### WORK INSTRUCTION
Print the data that follows exactly.

*** DATA FOR THE TASK ***

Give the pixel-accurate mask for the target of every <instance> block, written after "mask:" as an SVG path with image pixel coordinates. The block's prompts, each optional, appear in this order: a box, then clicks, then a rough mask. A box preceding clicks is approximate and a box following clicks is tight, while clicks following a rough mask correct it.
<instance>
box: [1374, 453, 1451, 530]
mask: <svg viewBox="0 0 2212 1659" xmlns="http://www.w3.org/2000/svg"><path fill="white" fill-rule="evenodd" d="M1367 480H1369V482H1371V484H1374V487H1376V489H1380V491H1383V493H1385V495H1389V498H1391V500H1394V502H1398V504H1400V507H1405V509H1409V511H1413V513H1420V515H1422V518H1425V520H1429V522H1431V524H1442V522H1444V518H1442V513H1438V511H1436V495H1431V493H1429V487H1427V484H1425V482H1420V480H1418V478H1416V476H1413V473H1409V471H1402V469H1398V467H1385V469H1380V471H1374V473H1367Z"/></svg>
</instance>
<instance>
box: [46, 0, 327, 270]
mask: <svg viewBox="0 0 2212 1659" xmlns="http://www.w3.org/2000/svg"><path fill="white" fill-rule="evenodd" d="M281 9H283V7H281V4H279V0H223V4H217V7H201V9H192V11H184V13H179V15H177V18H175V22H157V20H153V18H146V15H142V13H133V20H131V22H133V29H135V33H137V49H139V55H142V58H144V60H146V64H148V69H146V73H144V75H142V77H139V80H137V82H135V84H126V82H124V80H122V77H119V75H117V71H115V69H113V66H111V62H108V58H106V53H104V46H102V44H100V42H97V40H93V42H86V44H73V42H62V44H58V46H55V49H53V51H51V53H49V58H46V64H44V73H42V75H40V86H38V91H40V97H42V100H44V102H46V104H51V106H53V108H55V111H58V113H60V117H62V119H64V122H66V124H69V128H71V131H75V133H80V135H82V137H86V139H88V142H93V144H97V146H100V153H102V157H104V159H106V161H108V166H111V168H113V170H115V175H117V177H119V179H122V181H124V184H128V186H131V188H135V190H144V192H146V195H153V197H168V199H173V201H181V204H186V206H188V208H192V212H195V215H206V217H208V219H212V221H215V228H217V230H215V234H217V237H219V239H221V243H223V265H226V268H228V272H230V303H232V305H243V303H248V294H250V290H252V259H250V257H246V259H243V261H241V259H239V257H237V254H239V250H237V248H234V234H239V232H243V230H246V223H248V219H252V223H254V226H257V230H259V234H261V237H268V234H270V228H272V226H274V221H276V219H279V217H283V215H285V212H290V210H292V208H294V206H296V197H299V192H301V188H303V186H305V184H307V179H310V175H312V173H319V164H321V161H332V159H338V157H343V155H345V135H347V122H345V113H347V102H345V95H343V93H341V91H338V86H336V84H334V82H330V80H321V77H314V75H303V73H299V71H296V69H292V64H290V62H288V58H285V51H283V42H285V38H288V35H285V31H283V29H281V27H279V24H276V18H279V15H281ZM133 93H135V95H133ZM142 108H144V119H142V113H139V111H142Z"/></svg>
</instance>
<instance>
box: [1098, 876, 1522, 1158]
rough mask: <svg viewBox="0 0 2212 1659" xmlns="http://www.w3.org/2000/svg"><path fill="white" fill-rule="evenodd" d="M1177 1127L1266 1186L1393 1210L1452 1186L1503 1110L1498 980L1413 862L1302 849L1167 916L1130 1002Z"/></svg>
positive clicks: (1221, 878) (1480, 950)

*** End of DATA FOR THE TASK ***

### SOLUTION BELOW
Give the pixel-accurate mask for the target of every <instance> block, written after "mask:" as an SVG path with image pixel coordinates. The block's prompts, each optional, appear in this order: a box, then clicks, then a rough mask. A box preceding clicks is approximate and a box following clicks is tight, while clicks following a rough mask correct it.
<instance>
box: [1374, 453, 1451, 530]
mask: <svg viewBox="0 0 2212 1659" xmlns="http://www.w3.org/2000/svg"><path fill="white" fill-rule="evenodd" d="M1367 480H1369V482H1371V484H1374V487H1376V489H1380V491H1383V493H1385V495H1389V498H1391V500H1394V502H1398V504H1400V507H1405V509H1409V511H1413V513H1420V515H1422V518H1425V520H1429V522H1431V524H1442V522H1444V518H1442V513H1438V511H1436V495H1431V493H1429V487H1427V484H1425V482H1420V480H1418V478H1416V476H1413V473H1409V471H1402V469H1398V467H1385V469H1380V471H1374V473H1367Z"/></svg>
</instance>
<instance>
box: [46, 0, 327, 270]
mask: <svg viewBox="0 0 2212 1659" xmlns="http://www.w3.org/2000/svg"><path fill="white" fill-rule="evenodd" d="M281 9H283V7H281V4H279V0H223V4H217V7H201V9H192V11H184V13H179V15H177V18H175V22H157V20H153V18H146V15H142V13H133V20H131V22H133V29H135V33H137V49H139V55H142V58H144V60H146V64H148V69H146V73H144V75H142V77H139V80H137V82H135V84H126V82H124V80H122V77H119V75H117V71H115V69H113V66H111V62H108V58H106V53H104V46H102V44H100V42H97V40H93V42H86V44H73V42H62V44H58V46H55V49H53V51H51V53H49V58H46V64H44V73H42V75H40V86H38V91H40V97H42V100H44V102H46V104H51V106H53V108H55V111H58V113H60V117H62V119H64V122H66V124H69V128H71V131H75V133H80V135H82V137H86V139H88V142H93V144H97V146H100V153H102V157H104V159H106V161H108V166H111V168H113V170H115V175H117V177H119V179H122V181H124V184H128V186H131V188H135V190H144V192H146V195H153V197H168V199H173V201H181V204H186V206H188V208H192V212H195V215H206V217H208V219H212V221H215V228H217V230H215V234H217V237H219V239H221V243H223V265H226V268H228V272H230V303H232V305H243V303H248V294H250V290H252V259H250V257H246V259H243V261H241V259H239V257H237V254H239V250H237V248H234V234H239V232H243V230H246V223H248V219H252V223H254V226H257V230H259V234H261V237H268V234H270V228H272V226H274V221H276V219H279V217H283V215H285V212H290V210H292V208H294V206H296V197H299V192H301V188H303V186H305V184H307V179H310V175H312V173H319V164H321V161H332V159H338V157H343V155H345V135H347V122H345V113H347V102H345V95H343V93H341V91H338V86H336V84H334V82H330V80H321V77H314V75H303V73H299V71H296V69H292V64H290V62H288V58H285V51H283V42H285V38H288V35H285V31H283V29H281V27H279V24H276V18H279V15H281ZM133 93H135V95H133ZM142 108H144V119H142V113H139V111H142Z"/></svg>
</instance>
<instance>
box: [1098, 876, 1522, 1158]
rough mask: <svg viewBox="0 0 2212 1659" xmlns="http://www.w3.org/2000/svg"><path fill="white" fill-rule="evenodd" d="M1177 1127L1266 1186L1393 1210L1452 1186L1503 1110L1498 980L1413 862L1302 849L1167 916L1130 1002Z"/></svg>
positive clicks: (1221, 878) (1480, 950)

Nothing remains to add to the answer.